▸ Task
Starting with the line containing "Where can the dark" and continuing through the final line of the entries below, lay out those lines as a numbered list, leaving out any blank lines.

▸ Data lines
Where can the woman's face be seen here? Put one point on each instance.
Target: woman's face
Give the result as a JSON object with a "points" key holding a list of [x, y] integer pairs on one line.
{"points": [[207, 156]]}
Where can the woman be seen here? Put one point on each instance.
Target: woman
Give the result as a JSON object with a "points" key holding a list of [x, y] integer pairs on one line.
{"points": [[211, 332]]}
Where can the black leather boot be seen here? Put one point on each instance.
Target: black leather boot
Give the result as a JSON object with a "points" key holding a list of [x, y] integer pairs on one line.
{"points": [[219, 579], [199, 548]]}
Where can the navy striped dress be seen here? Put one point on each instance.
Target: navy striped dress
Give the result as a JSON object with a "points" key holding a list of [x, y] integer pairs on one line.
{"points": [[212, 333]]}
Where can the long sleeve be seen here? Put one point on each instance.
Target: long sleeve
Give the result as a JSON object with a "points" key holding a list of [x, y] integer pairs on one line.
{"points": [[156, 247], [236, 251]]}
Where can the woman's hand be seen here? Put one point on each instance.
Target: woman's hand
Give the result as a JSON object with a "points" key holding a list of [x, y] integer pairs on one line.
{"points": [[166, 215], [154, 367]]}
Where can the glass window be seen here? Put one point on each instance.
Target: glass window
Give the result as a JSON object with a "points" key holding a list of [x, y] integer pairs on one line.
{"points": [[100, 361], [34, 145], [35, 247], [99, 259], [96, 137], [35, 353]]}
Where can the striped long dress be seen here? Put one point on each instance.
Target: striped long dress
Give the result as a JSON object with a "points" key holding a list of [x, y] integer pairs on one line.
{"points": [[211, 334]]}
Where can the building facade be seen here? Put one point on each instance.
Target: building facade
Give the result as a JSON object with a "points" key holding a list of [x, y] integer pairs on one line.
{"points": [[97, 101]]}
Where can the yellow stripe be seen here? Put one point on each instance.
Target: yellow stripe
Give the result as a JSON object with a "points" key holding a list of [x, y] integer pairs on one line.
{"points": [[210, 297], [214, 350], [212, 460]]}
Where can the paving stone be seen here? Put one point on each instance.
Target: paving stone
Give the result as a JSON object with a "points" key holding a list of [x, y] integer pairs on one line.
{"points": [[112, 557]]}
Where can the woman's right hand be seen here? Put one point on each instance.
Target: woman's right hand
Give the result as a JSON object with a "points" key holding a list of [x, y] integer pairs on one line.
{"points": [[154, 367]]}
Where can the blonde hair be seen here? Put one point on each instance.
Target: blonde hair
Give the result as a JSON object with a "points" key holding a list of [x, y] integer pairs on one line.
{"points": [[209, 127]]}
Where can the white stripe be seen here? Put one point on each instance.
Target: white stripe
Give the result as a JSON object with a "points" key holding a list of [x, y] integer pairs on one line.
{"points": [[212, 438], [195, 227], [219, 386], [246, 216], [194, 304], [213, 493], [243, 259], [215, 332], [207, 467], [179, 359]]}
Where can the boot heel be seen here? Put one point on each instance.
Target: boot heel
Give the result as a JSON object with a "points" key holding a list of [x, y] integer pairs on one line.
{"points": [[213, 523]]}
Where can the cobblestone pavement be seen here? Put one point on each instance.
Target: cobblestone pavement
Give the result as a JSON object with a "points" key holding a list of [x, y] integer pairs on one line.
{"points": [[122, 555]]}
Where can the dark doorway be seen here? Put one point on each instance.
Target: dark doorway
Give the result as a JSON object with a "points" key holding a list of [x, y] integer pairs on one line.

▸ Solved exercise
1. Where can the dark doorway be seen here? Put one point on each instance.
2. Target: dark doorway
3. Give the result as a JSON object with a "points" key holding a list of [x, y] integer pairs on one line.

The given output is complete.